PAGE EXCERPT
::::

The 1861 Offences Against the Person Act (OAPA), which criminalises abortion, is a Victorian piece of legislation that fossilises values well out of step with those cherished in Britain today.

2IT’S PATRONISING TO WOMEN

Under the 1967 Abortion Act, which provided exemptions from prosecution under the OAPA but did not decriminalise abortion, a woman cannot decide for herself to have an abortion.

This decision has to be made on her behalf, by two doctors. This paternalistic approach sits at odds with every other clinical procedure. In the 21st century, a woman who ends her own pregnancy without the permission of 2 doctors can be "kept in penal servitude for life”.

3IT DISCRIMINATES AGAINST WOMEN

The criminalisation of abortion makes a mockery of the equal status that is accorded to women in any other area of life, and represents discrimination against women.

Without the ability to control their fertility, women would have not achieved the level of educational and workplace equality that younger generations can rightly take for granted. Abortion cannot solve all the problems of sexual equality; but without the ability to exercise reproductive choice, women have no hope of planning their own life course.

It is entirely inappropriate that a procedure which has underpinned such enormous and beneficial social change should sit within criminal law.

4IT IS AT ODDS WITH FUNDAMENTAL LEGAL PRINCIPLES

The fact that abortion remains within criminal law sits at odds with other legal principles of bodily autonomy. A pregnant woman cannot be compelled to undergo any intervention against her wishes, even if her fetus may die as a result.A mother cannot be forced to donate a kidney to a dying child, but she can be compelled to sustain a fetus against her will.

5THE PUNISHMENT IS ENTIRELY DISPROPORTIONATE

A young woman who takes abortion pills bought online could be sent to prison for 12 years. A doctor who provides safe abortion care to a woman who requests it without the approval of his or her colleague could be sent to prison for 12 years. If we do not believe these people should be imprisoned we should not accept a law which stipulates that they should.

6PUBLIC OPINION HAS CHANGED SINCE THE 1960s

The 1967 Act was also developed in a context where public opinion was far more ambivalent about abortion than it is today. Two thirds of people today say that abortion should be allowed according to a woman's choice, compared to 37% in 1983.

7ABORTION IN BRITAIN TODAY IS A FACT OF LIFE

There are around 200,000 abortions a year. One in three women will have an abortion in their lifetime. Sexual health policy supports the provision of abortion, and 98% of abortions are funded by the NHS.

::::

QUESTIONS ON THE MATERIAL
1 > Answer these from the abortion-law excerpt:
(a) Under the 1967 Abortion Act, how many doctors must make the decision on a woman's behalf?
(b) In 1983, what percentage said abortion should be allowed according to a woman's choice?
(c) What percentage of abortions does the NHS fund?
2 > Echo the abortion-law excerpt word for word, starting at "A young woman" and ending at "37% in 1983.".
3 > Proceed with the abortion-law excerpt from where it stops.

::::

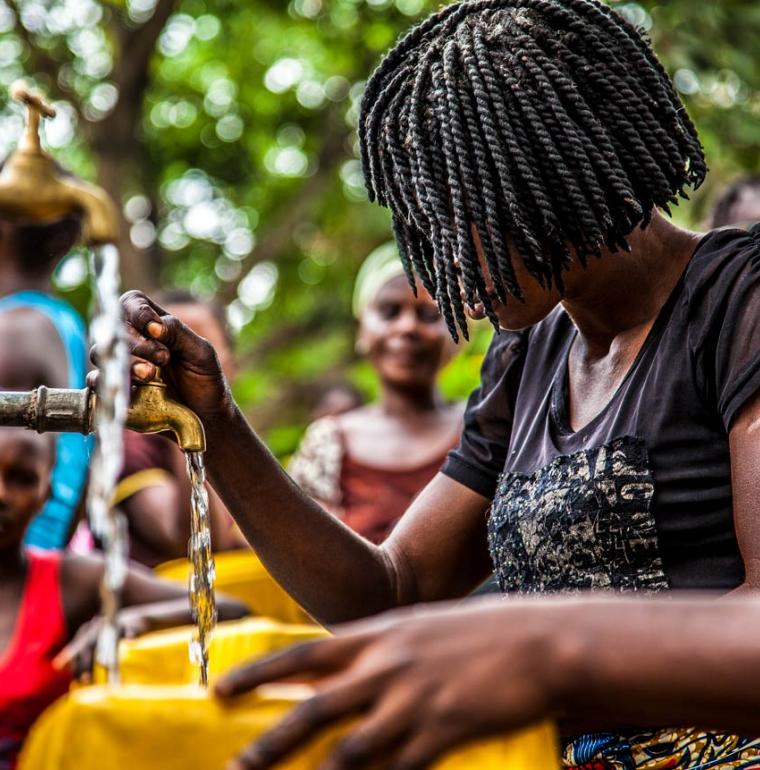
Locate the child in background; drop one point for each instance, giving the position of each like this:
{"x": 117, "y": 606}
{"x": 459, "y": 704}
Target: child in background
{"x": 51, "y": 332}
{"x": 46, "y": 597}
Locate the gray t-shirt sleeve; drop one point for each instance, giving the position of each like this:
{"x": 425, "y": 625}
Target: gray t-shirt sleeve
{"x": 479, "y": 459}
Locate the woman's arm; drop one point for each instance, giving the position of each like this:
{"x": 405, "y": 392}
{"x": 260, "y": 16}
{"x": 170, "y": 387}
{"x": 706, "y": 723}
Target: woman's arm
{"x": 744, "y": 447}
{"x": 438, "y": 551}
{"x": 592, "y": 664}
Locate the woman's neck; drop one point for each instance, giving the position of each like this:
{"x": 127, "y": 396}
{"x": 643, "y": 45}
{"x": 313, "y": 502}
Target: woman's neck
{"x": 397, "y": 401}
{"x": 623, "y": 291}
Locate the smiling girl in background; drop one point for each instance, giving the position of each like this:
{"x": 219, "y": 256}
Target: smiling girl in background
{"x": 368, "y": 464}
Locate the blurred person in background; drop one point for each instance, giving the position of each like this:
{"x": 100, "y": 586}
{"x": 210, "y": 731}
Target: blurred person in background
{"x": 154, "y": 489}
{"x": 335, "y": 398}
{"x": 45, "y": 337}
{"x": 529, "y": 154}
{"x": 739, "y": 204}
{"x": 367, "y": 464}
{"x": 47, "y": 598}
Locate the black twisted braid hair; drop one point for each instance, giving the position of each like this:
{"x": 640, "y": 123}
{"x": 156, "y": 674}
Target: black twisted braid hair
{"x": 547, "y": 124}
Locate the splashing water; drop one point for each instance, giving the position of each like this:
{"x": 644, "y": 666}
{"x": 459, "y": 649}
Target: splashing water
{"x": 202, "y": 577}
{"x": 107, "y": 336}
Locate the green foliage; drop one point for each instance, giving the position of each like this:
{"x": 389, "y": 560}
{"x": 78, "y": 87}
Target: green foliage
{"x": 249, "y": 180}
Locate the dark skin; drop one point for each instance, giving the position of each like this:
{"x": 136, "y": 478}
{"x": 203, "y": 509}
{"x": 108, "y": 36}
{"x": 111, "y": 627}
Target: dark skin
{"x": 406, "y": 341}
{"x": 159, "y": 515}
{"x": 339, "y": 577}
{"x": 587, "y": 663}
{"x": 150, "y": 604}
{"x": 31, "y": 352}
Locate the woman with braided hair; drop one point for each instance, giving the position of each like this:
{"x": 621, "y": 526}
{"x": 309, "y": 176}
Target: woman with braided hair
{"x": 527, "y": 150}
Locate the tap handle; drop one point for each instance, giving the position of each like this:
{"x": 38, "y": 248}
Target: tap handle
{"x": 38, "y": 108}
{"x": 33, "y": 100}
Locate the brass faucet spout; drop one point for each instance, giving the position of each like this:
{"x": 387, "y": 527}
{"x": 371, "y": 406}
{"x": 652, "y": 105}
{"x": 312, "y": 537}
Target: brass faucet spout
{"x": 70, "y": 411}
{"x": 151, "y": 411}
{"x": 34, "y": 189}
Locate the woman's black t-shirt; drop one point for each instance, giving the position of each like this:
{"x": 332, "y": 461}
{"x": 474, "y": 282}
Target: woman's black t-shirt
{"x": 640, "y": 498}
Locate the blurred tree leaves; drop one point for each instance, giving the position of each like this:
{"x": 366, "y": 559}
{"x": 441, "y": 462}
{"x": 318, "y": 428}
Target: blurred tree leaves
{"x": 226, "y": 131}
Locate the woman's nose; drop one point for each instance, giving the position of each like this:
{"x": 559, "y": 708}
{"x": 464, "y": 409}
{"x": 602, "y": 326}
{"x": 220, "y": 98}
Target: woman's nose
{"x": 406, "y": 321}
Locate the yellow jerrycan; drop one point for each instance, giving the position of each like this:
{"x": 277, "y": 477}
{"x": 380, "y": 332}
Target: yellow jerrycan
{"x": 146, "y": 727}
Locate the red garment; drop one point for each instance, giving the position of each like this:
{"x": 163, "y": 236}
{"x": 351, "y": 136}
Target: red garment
{"x": 28, "y": 681}
{"x": 374, "y": 499}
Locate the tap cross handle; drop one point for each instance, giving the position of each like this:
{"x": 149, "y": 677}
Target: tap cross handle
{"x": 38, "y": 108}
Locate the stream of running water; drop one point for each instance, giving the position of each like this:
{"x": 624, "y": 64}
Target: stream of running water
{"x": 107, "y": 524}
{"x": 202, "y": 576}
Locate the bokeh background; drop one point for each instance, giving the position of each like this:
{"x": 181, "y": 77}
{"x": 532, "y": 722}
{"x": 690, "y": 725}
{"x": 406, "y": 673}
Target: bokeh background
{"x": 226, "y": 130}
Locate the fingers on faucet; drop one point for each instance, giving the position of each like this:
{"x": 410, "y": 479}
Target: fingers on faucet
{"x": 142, "y": 313}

::::

TASK-BY-TASK RESULTS
1 >
(a) Two
(b) 37%
(c) 98%

2 >
A young woman who takes abortion pills bought online could be sent to prison for 12 years. A doctor who provides safe abortion care to a woman who requests it without the approval of his or her colleague could be sent to prison for 12 years. If we do not believe these people should be imprisoned we should not accept a law which stipulates that they should.

6PUBLIC OPINION HAS CHANGED SINCE THE 1960s

The 1967 Act was also developed in a context where public opinion was far more ambivalent about abortion than it is today. Two thirds of people today say that abortion should be allowed according to a woman's choice, compared to 37% in 1983.

3 >
It is bizarre that it should be governed by criminal law rather than regulated in the same way as any other healthcare procedure.

8IT PREVENTS BEST CLINICAL PRACTICE

The fact that unlike any other medical procedure and for no clinical reason whatsoever 2 doctors must authorise every request for an abortion inevitably causes needless delays. Women undergoing miscarriage treatment are able to take the pills they need to pass an early pregnancy in the comfort of their own home.

The law prevents women undergoing early abortion from doing this. Abortion procedures today are safe and straightforward, and do not need to be performed by doctors. However the law currently denies nurses and midwives a larger role in the provision of care.

9IT PUTS DOCTORS OFF CARING FOR WOMEN

One of the aims of the Abortion Act was to protect doctors from prosecution when performing legal abortions. But misinterpretations of the law leave doctors exposed to the ‘chilling effect’ of smear campaigns and challenges by opponents of abortion. This impacts seriously upon women’s care, with doctors more reluctant to provide it over fears of prosecution.

10REMOVING IT FROM THE CRIMINAL LAW WILL NOT INCREASE ABORTIONS

Other jurisdictions, in Australia and Canada, have successfully removed abortion from the criminal statute, in order to regulate it with laws more appropriate to a mainstream healthcare procedure.

This has not caused an increase in the rates of abortion, or the proportion which take place at later gestations, and has provided a more constructive platform to consider how abortion can best be provided in the 21st Century.